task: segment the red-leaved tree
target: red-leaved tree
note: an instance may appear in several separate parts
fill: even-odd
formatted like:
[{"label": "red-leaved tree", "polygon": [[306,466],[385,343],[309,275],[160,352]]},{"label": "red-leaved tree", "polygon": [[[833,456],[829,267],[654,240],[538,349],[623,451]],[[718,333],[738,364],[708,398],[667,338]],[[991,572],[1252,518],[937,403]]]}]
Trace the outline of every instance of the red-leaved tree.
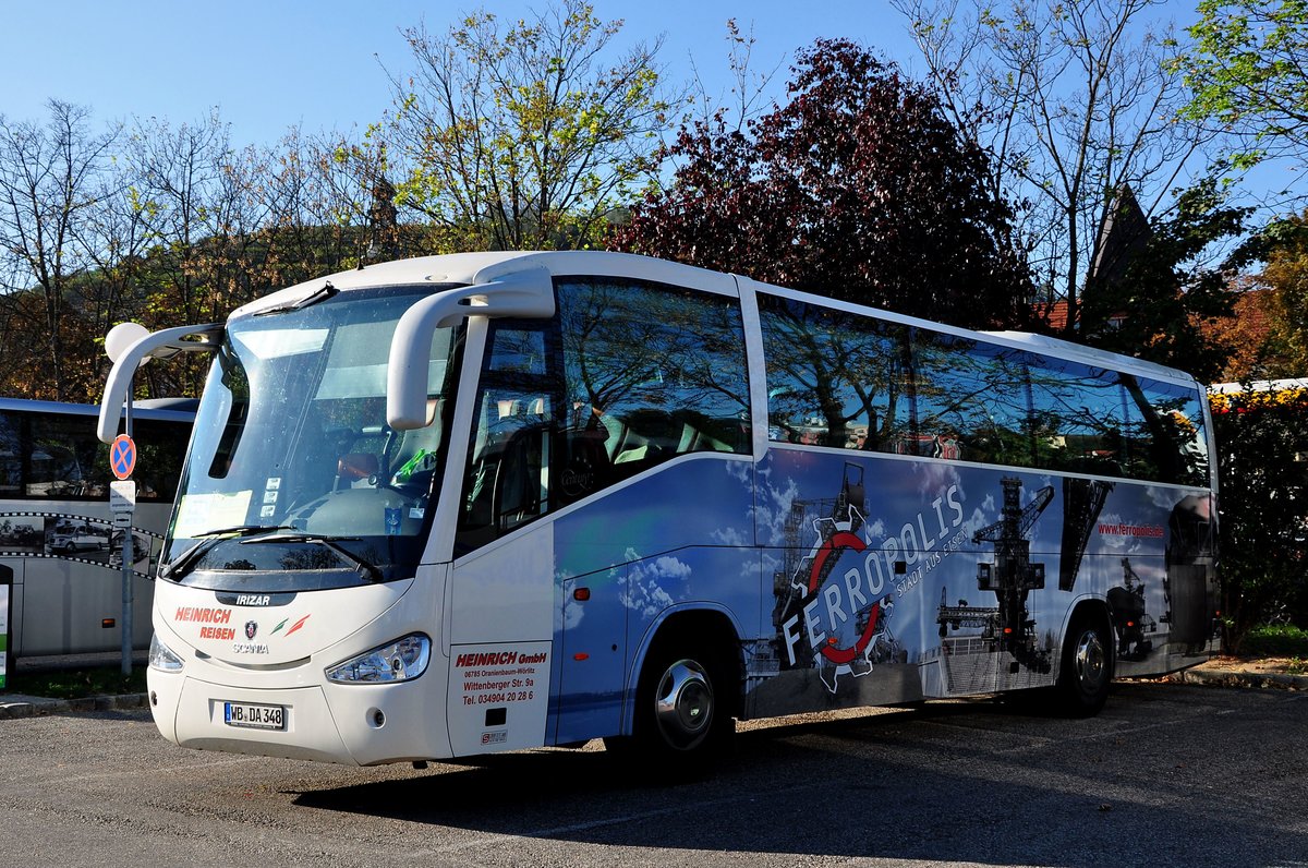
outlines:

# [GIVEN EXERCISE]
Which lines in the records above contain the word "tree"? Collect each one in full, counting a match only when its case is identical.

# [FULL ANSWER]
task: segment the red-leaved tree
target: red-leaved tree
[{"label": "red-leaved tree", "polygon": [[306,466],[385,343],[309,275],[160,352]]},{"label": "red-leaved tree", "polygon": [[[833,456],[829,267],[654,240],[538,349],[623,451]],[[718,333],[738,364],[708,398],[667,338]],[[991,572],[1252,518],[937,403]]]}]
Trace the outline of every instance of the red-leaved tree.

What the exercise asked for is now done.